» Problem to work on
Gather each line in the rows below that contains the word "twine" and copy those lines out in full.
### Data extract ###
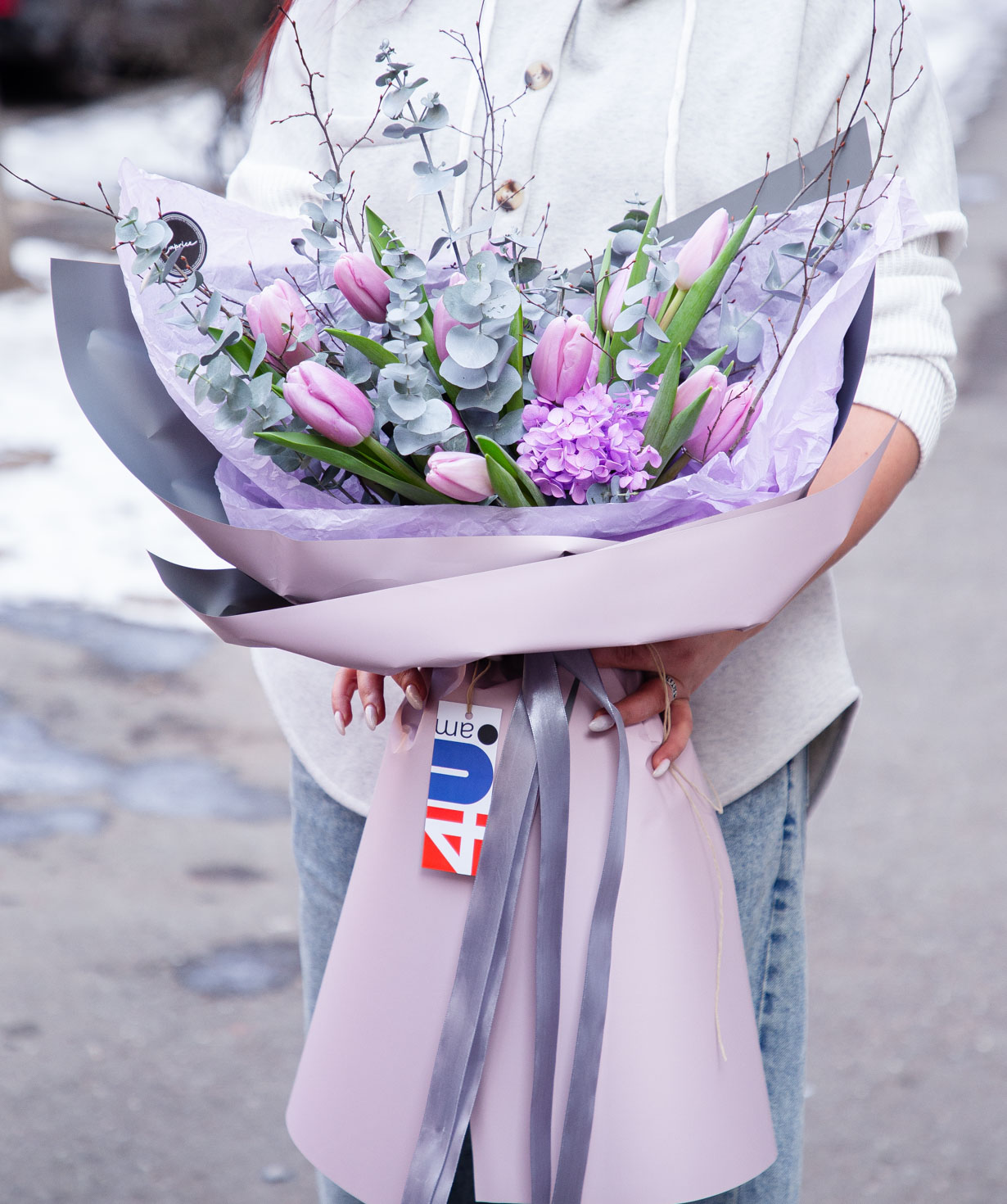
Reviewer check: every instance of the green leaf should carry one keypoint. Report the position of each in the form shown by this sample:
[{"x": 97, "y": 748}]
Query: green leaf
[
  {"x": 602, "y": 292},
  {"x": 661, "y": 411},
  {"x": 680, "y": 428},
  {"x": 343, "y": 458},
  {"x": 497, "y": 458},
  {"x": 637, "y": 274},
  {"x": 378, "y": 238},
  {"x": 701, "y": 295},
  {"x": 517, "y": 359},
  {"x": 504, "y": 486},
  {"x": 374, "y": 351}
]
###
### Data extract ###
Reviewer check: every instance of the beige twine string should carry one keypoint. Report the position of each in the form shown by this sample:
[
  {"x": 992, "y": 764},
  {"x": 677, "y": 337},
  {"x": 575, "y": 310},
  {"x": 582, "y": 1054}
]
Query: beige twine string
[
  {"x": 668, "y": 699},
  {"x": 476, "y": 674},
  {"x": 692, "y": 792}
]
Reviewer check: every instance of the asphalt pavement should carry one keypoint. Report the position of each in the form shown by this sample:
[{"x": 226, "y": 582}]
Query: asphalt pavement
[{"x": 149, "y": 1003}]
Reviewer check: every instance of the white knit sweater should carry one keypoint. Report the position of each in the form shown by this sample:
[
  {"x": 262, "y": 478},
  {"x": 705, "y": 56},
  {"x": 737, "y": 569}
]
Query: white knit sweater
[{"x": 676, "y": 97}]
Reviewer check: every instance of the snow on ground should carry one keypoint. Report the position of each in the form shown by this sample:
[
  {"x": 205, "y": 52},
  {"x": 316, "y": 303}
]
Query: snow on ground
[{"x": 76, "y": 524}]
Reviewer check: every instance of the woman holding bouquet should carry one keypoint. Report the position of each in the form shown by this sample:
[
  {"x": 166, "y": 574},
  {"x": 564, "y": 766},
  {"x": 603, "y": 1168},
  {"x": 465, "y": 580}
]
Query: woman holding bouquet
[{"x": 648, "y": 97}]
###
» Solution to the exercise
Reviewer check: every instance of the beige twine string should carry one keypoint. Report the position of each in the form shown by this sample:
Query: beige twine string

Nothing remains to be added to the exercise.